_MATERIAL FOR THE TASK_
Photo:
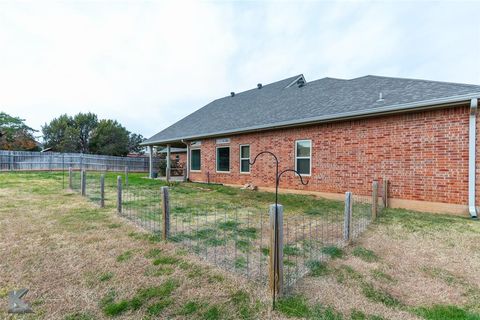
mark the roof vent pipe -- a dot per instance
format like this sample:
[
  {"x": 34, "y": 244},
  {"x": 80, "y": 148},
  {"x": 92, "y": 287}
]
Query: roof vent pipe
[
  {"x": 472, "y": 141},
  {"x": 380, "y": 97}
]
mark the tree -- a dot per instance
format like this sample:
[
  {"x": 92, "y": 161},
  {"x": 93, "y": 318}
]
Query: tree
[
  {"x": 110, "y": 138},
  {"x": 70, "y": 134},
  {"x": 85, "y": 123},
  {"x": 15, "y": 134},
  {"x": 61, "y": 134},
  {"x": 134, "y": 143}
]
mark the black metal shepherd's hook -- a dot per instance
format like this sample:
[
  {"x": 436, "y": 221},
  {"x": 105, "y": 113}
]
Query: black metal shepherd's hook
[
  {"x": 277, "y": 183},
  {"x": 278, "y": 175}
]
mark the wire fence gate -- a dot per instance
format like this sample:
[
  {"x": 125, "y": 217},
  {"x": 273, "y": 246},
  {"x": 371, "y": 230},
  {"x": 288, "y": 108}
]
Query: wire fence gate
[{"x": 270, "y": 247}]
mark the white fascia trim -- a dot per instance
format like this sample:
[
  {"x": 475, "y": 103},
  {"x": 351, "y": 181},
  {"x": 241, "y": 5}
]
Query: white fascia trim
[{"x": 413, "y": 106}]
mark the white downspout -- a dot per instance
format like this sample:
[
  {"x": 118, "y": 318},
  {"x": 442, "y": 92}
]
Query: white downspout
[
  {"x": 472, "y": 135},
  {"x": 188, "y": 159}
]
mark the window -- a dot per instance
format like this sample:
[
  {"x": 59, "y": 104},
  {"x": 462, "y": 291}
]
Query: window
[
  {"x": 223, "y": 159},
  {"x": 245, "y": 159},
  {"x": 195, "y": 160},
  {"x": 303, "y": 156}
]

_WHAT IS REQUIRED_
Reproduce all the entries that precede this task, word for word, minus any pictures.

_RESULT FOR THIS EXERCISE_
Photo:
mark the roof vent pipe -- a dot per instance
format like this sample:
[
  {"x": 34, "y": 244},
  {"x": 80, "y": 148},
  {"x": 92, "y": 287}
]
Query: roof vent pipe
[
  {"x": 472, "y": 141},
  {"x": 380, "y": 97}
]
mark the tree -- a dot per instance
format like this sample:
[
  {"x": 92, "y": 161},
  {"x": 93, "y": 318}
]
Query: tree
[
  {"x": 110, "y": 138},
  {"x": 70, "y": 134},
  {"x": 85, "y": 123},
  {"x": 15, "y": 134},
  {"x": 61, "y": 134},
  {"x": 134, "y": 143}
]
mark the black metal shepherd's hook -- a dot per instance
format like this sample:
[
  {"x": 436, "y": 221},
  {"x": 105, "y": 113}
]
Query: black metal shepherd's hook
[
  {"x": 277, "y": 183},
  {"x": 278, "y": 175}
]
mark the wire fence gate -- a dot per instance
format like this sample:
[
  {"x": 125, "y": 217},
  {"x": 273, "y": 246},
  {"x": 371, "y": 230},
  {"x": 288, "y": 108}
]
Query: wire fence gate
[{"x": 270, "y": 247}]
mark the white fascia trim -- a dot per instance
format like this sample:
[
  {"x": 475, "y": 103},
  {"x": 351, "y": 181},
  {"x": 241, "y": 5}
]
Query: white fascia trim
[{"x": 413, "y": 106}]
mark the white downspout -- a dot per instance
format like this sample:
[
  {"x": 118, "y": 318},
  {"x": 442, "y": 92}
]
Query: white downspout
[
  {"x": 472, "y": 135},
  {"x": 188, "y": 159}
]
mark the window -- a dot per instance
format like this sample:
[
  {"x": 59, "y": 104},
  {"x": 462, "y": 291}
]
Query: window
[
  {"x": 223, "y": 159},
  {"x": 245, "y": 159},
  {"x": 195, "y": 160},
  {"x": 303, "y": 156}
]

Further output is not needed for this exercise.